= AIM =
Rewrite everything from the start of the lines down to the line containing "[53,28,272,198]", replacing "obj_detect" with "find_objects" and keeping all else the same. Leave out the pictures.

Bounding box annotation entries

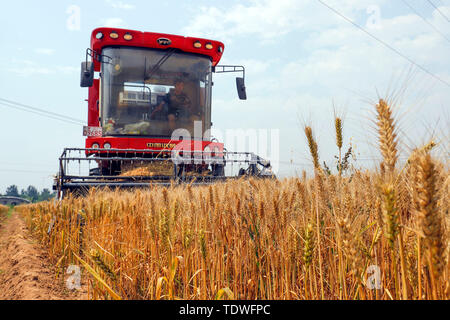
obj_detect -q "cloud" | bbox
[106,0,136,10]
[7,59,80,77]
[183,0,385,43]
[34,48,55,56]
[100,18,125,28]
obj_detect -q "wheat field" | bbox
[17,100,450,300]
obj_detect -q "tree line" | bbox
[3,185,56,203]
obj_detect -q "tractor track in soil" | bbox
[0,212,87,300]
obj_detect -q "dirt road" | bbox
[0,212,87,300]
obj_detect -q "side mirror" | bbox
[80,61,94,88]
[236,78,247,100]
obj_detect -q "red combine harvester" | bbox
[53,28,272,198]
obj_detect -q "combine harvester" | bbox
[53,28,273,198]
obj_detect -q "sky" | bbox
[0,0,450,193]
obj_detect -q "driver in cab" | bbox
[150,80,192,130]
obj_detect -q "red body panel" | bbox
[86,137,224,151]
[86,28,224,152]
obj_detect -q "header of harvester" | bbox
[91,28,225,71]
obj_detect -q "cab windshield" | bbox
[100,48,211,137]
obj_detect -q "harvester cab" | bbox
[54,28,272,197]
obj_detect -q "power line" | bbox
[317,0,450,87]
[0,102,80,125]
[402,0,450,42]
[0,98,83,123]
[427,0,450,22]
[0,98,84,125]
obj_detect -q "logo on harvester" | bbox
[147,143,176,149]
[156,38,172,46]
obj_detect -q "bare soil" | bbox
[0,212,87,300]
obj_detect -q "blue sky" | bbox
[0,0,450,193]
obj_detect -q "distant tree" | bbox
[5,185,19,197]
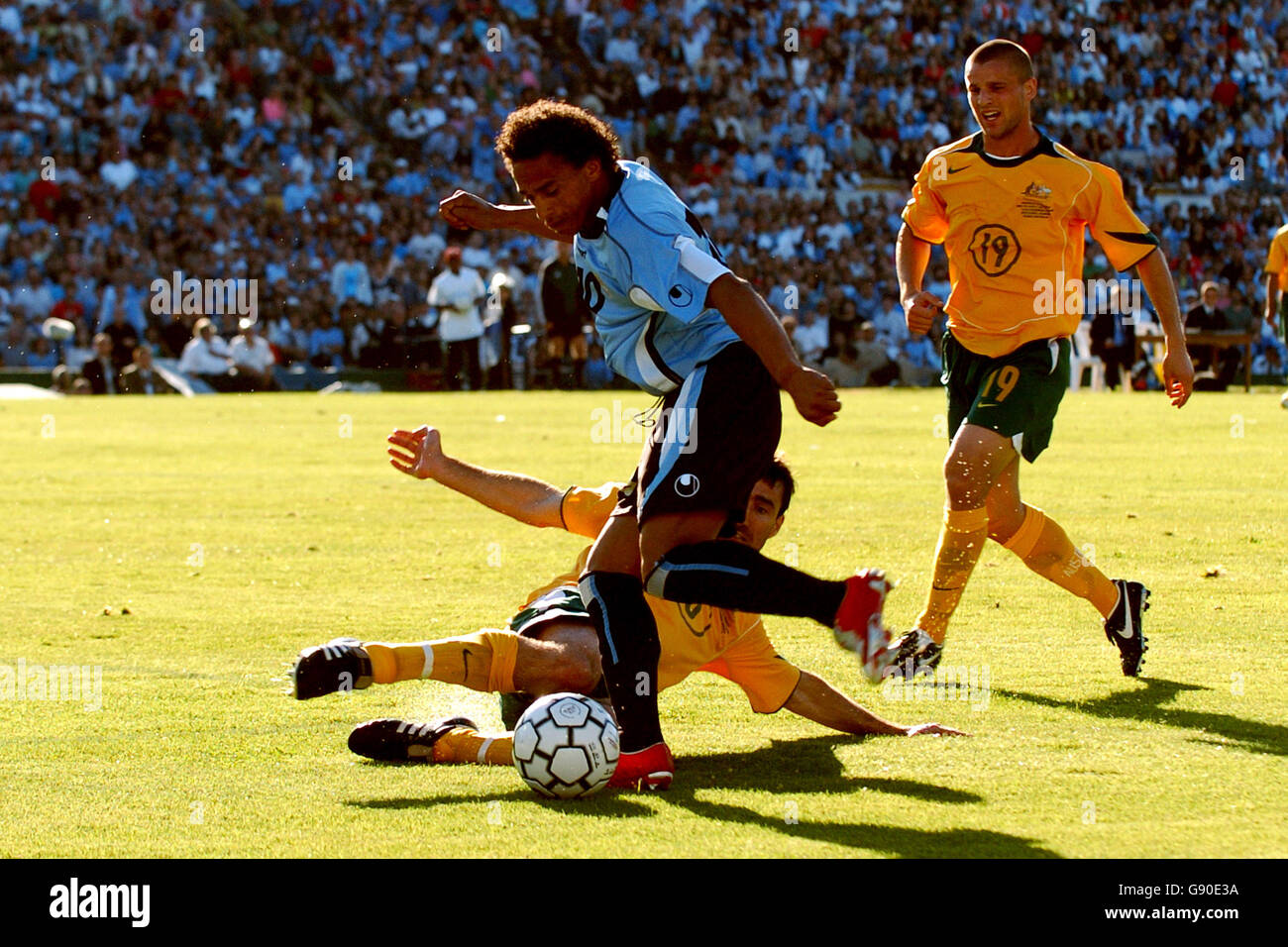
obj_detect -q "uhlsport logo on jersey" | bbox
[675,473,702,498]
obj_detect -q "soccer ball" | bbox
[514,693,618,798]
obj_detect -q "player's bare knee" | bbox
[944,451,988,510]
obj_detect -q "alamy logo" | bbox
[590,398,698,454]
[0,657,103,711]
[150,269,259,320]
[49,878,152,927]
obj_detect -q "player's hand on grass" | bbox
[903,290,944,335]
[1163,344,1194,407]
[903,723,970,737]
[438,191,499,231]
[783,365,841,427]
[386,424,446,480]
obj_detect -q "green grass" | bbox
[0,389,1288,857]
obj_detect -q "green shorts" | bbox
[510,585,591,638]
[940,333,1069,464]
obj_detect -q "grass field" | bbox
[0,389,1288,857]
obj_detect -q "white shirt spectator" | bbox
[331,261,373,305]
[429,266,486,342]
[179,335,229,374]
[229,333,277,373]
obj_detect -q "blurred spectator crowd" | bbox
[0,0,1288,390]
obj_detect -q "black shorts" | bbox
[613,342,783,533]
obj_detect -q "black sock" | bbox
[648,540,846,627]
[579,573,662,753]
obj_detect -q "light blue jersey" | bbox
[574,161,738,395]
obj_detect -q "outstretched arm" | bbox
[783,672,969,737]
[894,224,944,335]
[1257,273,1279,329]
[387,425,564,528]
[438,191,570,244]
[1136,248,1194,407]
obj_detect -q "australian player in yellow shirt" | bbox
[1265,224,1288,407]
[886,40,1194,677]
[293,427,958,766]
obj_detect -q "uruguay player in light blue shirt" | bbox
[439,100,890,789]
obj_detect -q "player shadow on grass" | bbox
[993,678,1288,756]
[664,737,1059,858]
[347,736,1059,858]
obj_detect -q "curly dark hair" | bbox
[496,99,622,171]
[760,451,796,517]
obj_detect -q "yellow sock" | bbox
[362,629,519,693]
[917,506,988,643]
[1005,506,1118,617]
[434,727,514,767]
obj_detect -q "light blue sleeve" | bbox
[622,201,729,322]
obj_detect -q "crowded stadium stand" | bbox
[0,0,1288,391]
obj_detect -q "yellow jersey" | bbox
[1265,224,1288,290]
[524,483,802,714]
[903,133,1158,357]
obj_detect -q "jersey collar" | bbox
[966,129,1060,167]
[577,167,626,240]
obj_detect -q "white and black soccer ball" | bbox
[514,693,618,798]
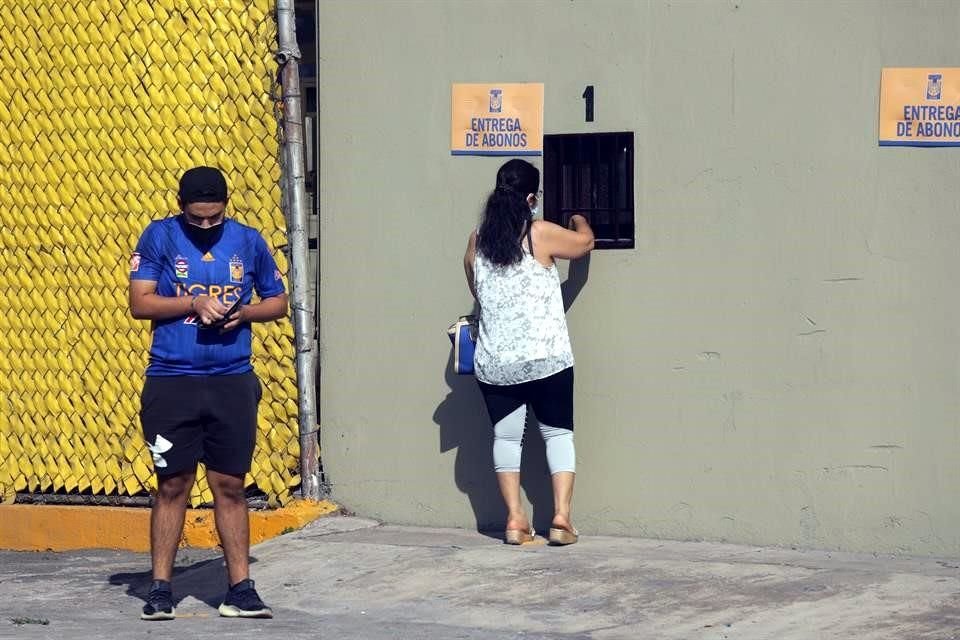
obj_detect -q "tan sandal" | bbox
[503,529,537,544]
[549,527,580,545]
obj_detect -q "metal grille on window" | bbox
[543,132,634,249]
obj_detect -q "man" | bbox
[130,167,287,620]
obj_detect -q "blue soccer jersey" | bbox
[130,214,284,376]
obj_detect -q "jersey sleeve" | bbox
[130,222,163,282]
[253,233,286,298]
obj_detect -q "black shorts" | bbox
[140,371,262,476]
[477,367,573,430]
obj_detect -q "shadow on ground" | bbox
[108,550,257,609]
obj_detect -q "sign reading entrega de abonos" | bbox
[450,82,543,156]
[880,68,960,147]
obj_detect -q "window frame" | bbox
[543,131,637,249]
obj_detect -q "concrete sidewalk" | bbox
[0,517,960,640]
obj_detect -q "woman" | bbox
[463,160,593,544]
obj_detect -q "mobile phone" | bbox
[197,292,243,329]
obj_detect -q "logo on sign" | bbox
[490,89,503,113]
[927,73,943,100]
[173,256,190,278]
[230,256,243,282]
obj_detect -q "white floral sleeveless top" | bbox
[473,236,573,385]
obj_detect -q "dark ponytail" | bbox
[477,160,540,266]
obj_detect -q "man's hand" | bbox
[220,304,247,333]
[190,296,229,324]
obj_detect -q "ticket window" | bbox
[543,131,635,249]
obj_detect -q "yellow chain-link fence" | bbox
[0,0,299,505]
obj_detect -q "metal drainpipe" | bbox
[277,0,320,501]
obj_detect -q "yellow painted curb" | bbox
[0,500,339,551]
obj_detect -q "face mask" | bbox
[183,222,223,251]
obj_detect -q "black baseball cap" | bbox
[178,167,227,205]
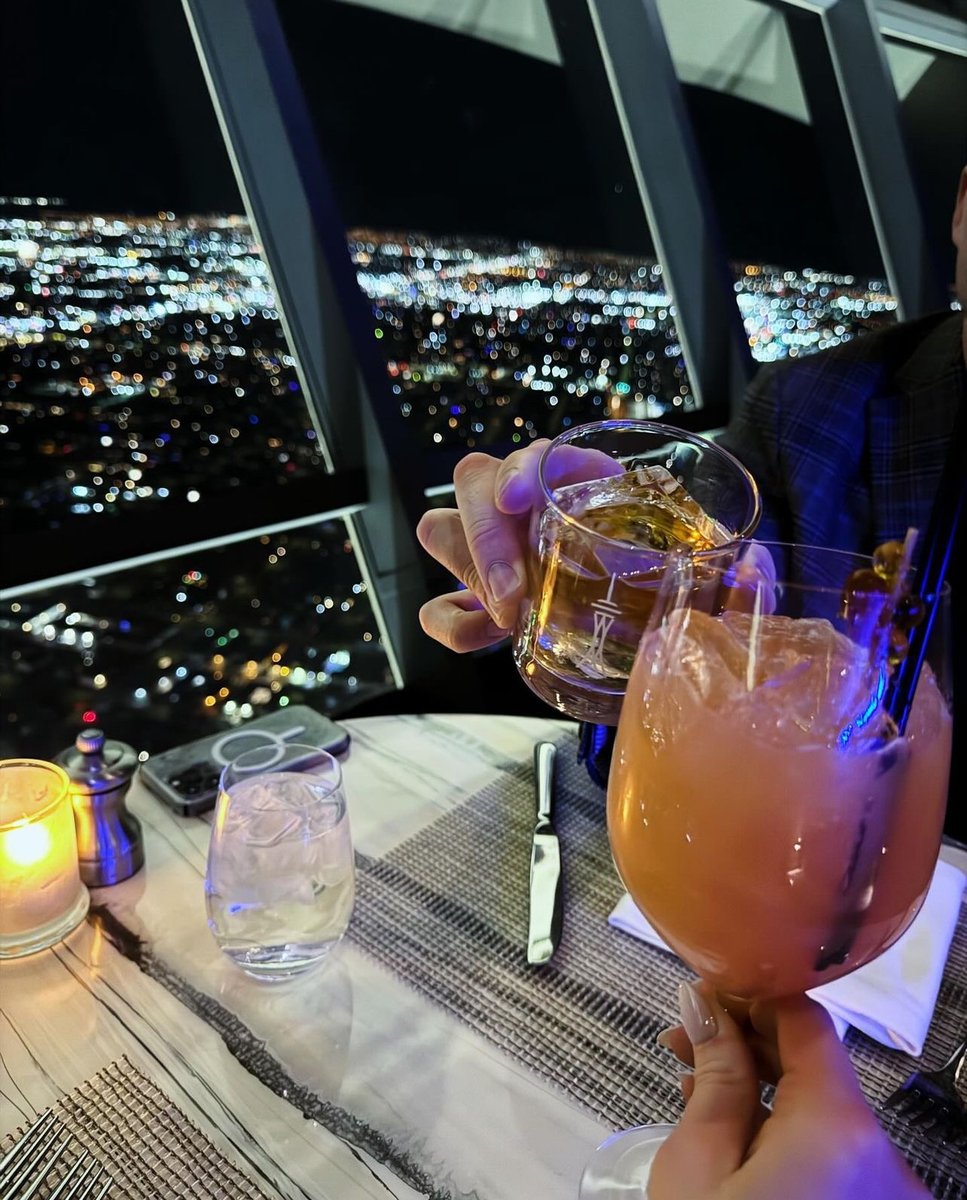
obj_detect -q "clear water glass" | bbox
[205,743,355,979]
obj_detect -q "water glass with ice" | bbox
[205,740,355,979]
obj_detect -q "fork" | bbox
[884,1037,967,1142]
[0,1109,114,1200]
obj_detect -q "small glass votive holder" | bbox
[0,758,90,959]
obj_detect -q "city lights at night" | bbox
[0,204,895,754]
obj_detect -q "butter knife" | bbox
[527,742,563,966]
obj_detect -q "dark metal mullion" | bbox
[767,0,949,318]
[182,0,451,696]
[575,0,755,415]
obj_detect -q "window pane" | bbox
[280,0,697,472]
[0,521,392,756]
[0,0,392,756]
[0,209,324,530]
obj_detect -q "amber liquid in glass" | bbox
[517,466,732,724]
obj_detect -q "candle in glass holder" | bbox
[0,758,90,959]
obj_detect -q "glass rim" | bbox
[537,416,762,549]
[719,538,951,602]
[218,738,346,810]
[0,758,71,833]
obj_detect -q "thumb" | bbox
[649,983,759,1198]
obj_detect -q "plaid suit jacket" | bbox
[581,313,967,844]
[720,313,967,566]
[720,313,967,844]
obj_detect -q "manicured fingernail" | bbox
[497,467,521,504]
[487,562,521,604]
[678,983,719,1046]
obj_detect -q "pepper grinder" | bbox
[56,730,144,888]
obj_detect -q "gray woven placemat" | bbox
[348,733,967,1200]
[0,1058,272,1200]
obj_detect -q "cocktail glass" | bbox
[581,542,951,1200]
[513,421,759,725]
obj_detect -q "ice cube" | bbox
[554,464,733,551]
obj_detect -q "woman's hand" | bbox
[648,984,930,1200]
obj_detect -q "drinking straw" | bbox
[884,401,967,734]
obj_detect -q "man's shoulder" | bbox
[756,312,962,392]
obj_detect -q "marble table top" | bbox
[0,715,967,1200]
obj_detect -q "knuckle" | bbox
[454,450,493,486]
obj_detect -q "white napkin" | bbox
[608,860,967,1056]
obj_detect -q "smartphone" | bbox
[134,704,349,817]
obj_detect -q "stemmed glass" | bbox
[581,542,951,1200]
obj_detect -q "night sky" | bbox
[0,0,967,275]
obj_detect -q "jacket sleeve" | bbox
[719,364,795,541]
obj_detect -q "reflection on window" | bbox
[0,521,392,756]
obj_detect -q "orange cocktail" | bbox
[608,544,951,998]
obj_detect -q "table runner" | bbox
[348,733,967,1200]
[0,1058,272,1200]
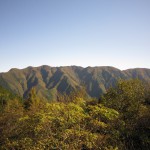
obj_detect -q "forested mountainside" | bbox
[0,66,150,100]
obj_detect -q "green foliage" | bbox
[102,80,150,150]
[0,80,150,150]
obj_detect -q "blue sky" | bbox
[0,0,150,72]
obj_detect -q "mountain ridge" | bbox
[0,65,150,100]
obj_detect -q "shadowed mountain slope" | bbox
[0,66,150,100]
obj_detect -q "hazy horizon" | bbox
[0,0,150,72]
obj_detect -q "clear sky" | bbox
[0,0,150,72]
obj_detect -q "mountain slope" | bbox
[0,66,150,100]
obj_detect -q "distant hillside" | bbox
[0,66,150,100]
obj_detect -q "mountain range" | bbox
[0,65,150,100]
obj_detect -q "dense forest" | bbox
[0,80,150,150]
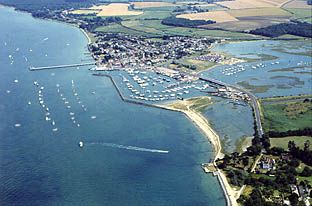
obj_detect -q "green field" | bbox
[287,9,312,23]
[270,136,312,150]
[262,101,312,132]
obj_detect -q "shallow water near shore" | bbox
[0,8,225,205]
[202,40,312,97]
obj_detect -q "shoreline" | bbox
[0,4,237,206]
[156,102,240,206]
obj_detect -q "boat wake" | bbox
[85,142,169,153]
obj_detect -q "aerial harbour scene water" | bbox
[0,0,312,206]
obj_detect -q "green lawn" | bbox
[262,101,312,132]
[270,136,312,150]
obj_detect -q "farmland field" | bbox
[227,7,291,18]
[131,1,174,9]
[177,11,238,23]
[216,0,273,9]
[287,8,312,23]
[90,3,143,16]
[283,0,312,9]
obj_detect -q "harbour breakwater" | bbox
[93,73,177,111]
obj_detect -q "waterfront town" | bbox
[1,0,312,205]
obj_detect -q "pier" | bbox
[29,62,95,71]
[199,77,264,137]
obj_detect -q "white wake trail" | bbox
[85,142,169,153]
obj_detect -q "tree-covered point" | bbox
[161,16,216,27]
[250,21,312,38]
[0,0,99,13]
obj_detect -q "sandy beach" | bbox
[157,100,241,206]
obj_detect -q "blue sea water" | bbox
[0,8,225,206]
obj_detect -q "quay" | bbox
[92,73,174,111]
[29,62,95,71]
[199,77,264,137]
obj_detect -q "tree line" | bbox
[249,21,312,38]
[161,16,216,28]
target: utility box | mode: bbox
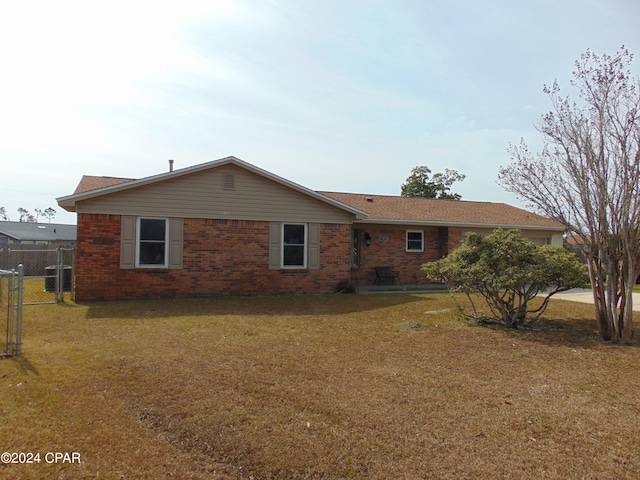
[44,265,73,292]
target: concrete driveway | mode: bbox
[551,288,640,312]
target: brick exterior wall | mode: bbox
[75,214,351,301]
[356,224,462,285]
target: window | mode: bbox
[282,223,307,268]
[136,218,168,267]
[407,230,424,252]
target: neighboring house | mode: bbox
[0,222,77,247]
[58,157,563,301]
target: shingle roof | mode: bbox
[0,222,78,242]
[320,192,563,230]
[63,167,563,231]
[73,175,133,195]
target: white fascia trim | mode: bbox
[353,218,564,232]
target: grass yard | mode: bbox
[0,293,640,479]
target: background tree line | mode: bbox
[0,207,57,223]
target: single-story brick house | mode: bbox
[57,157,563,301]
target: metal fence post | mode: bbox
[56,247,64,303]
[16,264,24,356]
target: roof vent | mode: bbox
[222,173,236,190]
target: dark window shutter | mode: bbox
[307,223,320,270]
[269,222,282,270]
[120,215,136,269]
[169,218,184,269]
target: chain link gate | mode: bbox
[0,245,75,305]
[0,265,24,356]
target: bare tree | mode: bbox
[18,207,36,222]
[42,207,58,223]
[499,46,640,343]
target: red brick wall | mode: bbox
[356,224,452,285]
[76,214,351,301]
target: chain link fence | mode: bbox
[0,245,75,305]
[0,265,24,356]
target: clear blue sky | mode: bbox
[0,0,640,223]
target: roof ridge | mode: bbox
[318,190,502,208]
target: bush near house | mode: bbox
[422,229,589,328]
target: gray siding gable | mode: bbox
[76,162,357,223]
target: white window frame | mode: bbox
[136,217,169,268]
[280,222,309,269]
[405,230,424,252]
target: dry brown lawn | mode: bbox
[0,294,640,479]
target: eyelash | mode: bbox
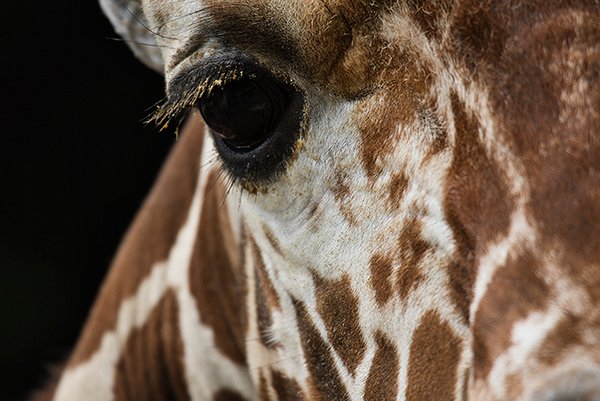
[147,69,253,131]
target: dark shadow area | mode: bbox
[0,0,174,401]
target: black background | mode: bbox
[0,0,174,401]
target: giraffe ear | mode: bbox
[100,0,164,74]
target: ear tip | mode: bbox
[99,0,164,74]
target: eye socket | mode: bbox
[197,76,291,152]
[182,51,305,188]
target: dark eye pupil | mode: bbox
[198,78,288,151]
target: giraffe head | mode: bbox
[102,0,600,401]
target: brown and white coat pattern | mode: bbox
[32,0,600,401]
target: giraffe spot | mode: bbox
[258,371,271,401]
[445,93,515,259]
[314,274,367,374]
[354,50,434,181]
[473,251,550,379]
[330,170,356,225]
[537,313,583,365]
[396,219,431,299]
[250,238,281,348]
[446,260,474,323]
[113,290,190,401]
[189,170,247,364]
[406,311,462,401]
[271,370,306,401]
[364,332,400,401]
[262,224,283,255]
[213,389,247,401]
[369,254,393,307]
[407,0,452,40]
[292,299,350,401]
[69,116,204,368]
[388,172,408,206]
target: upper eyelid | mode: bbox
[149,51,266,127]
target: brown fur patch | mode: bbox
[213,389,247,401]
[27,366,63,401]
[388,172,409,206]
[406,311,462,401]
[262,224,283,255]
[445,90,514,322]
[258,371,271,401]
[364,332,400,401]
[68,115,204,367]
[537,314,583,365]
[189,170,246,364]
[446,94,514,251]
[406,0,452,40]
[473,252,551,379]
[113,290,190,401]
[314,274,367,374]
[292,299,350,401]
[271,370,306,401]
[493,8,600,272]
[369,254,393,307]
[396,219,431,299]
[329,170,356,225]
[354,51,433,180]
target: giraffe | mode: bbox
[32,0,600,401]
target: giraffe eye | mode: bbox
[198,76,291,152]
[189,52,304,184]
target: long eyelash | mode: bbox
[146,69,255,131]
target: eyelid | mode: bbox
[149,51,266,129]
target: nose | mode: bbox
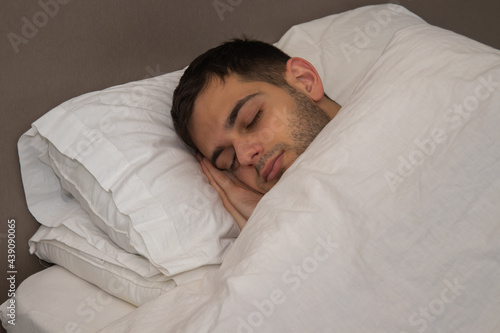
[234,135,263,165]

= COMPLETED EXERCISE =
find_objects -q "cloud" | bbox
[106,0,136,10]
[7,59,80,77]
[183,0,385,43]
[34,48,55,56]
[100,18,125,28]
find_objects -q "wheat field" | bbox
[17,100,450,300]
find_objects -q "tree line" | bbox
[3,185,56,203]
find_objects -q "tractor track in soil" | bbox
[0,212,87,300]
find_objects -q "dirt road" | bbox
[0,212,87,300]
find_objects -q "side mirror" | bbox
[80,61,94,88]
[236,78,247,100]
find_objects -q "red combine harvester" | bbox
[53,28,272,198]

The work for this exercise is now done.